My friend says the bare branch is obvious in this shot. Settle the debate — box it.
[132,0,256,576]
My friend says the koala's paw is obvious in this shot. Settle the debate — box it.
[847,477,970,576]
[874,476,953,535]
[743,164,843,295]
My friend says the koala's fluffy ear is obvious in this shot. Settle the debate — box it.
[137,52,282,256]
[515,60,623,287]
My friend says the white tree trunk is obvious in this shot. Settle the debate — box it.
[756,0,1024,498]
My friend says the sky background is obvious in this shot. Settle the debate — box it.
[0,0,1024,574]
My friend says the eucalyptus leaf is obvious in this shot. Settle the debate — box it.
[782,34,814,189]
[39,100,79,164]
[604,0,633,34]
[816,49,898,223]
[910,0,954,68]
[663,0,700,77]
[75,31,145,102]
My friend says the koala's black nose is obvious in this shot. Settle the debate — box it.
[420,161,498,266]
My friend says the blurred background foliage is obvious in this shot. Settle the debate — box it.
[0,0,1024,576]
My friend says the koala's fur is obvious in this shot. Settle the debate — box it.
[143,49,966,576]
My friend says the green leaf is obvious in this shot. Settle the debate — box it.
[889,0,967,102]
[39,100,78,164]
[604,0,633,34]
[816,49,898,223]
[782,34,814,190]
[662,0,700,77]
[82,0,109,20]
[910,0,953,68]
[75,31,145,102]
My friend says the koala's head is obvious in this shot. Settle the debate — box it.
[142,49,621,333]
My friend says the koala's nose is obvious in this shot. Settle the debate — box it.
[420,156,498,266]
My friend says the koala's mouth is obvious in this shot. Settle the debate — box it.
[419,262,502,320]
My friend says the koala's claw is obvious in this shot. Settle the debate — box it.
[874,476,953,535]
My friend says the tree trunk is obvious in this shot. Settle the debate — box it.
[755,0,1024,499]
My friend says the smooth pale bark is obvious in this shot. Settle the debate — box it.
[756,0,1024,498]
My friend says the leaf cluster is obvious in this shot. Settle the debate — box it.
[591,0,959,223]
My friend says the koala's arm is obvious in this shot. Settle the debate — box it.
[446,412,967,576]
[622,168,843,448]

*Problem statement*: Could you write out, as a numbered list without blank lines, the part of the listing above that opens with the line containing "My friend says the koala's mouth" and closes with the line containing "[591,0,959,223]", both ends included?

*Result for this task*:
1. My friend says the koala's mouth is obvious in this shot. Settle the debate — box it.
2. [419,262,502,320]
3. My friend says the koala's claw is obvious in this shot. Settle the debate — box it.
4. [874,476,953,535]
5. My friend says the tree trunk is obvious in this shot. Settle the debate — box it.
6. [755,0,1024,499]
7. My friend says the smooth pale bark is obvious in this shot. Settle the debate — box it.
8. [756,0,1024,498]
9. My friend says the leaf cluster is obvious in this shot. Settle the debate — box it.
10. [591,0,959,223]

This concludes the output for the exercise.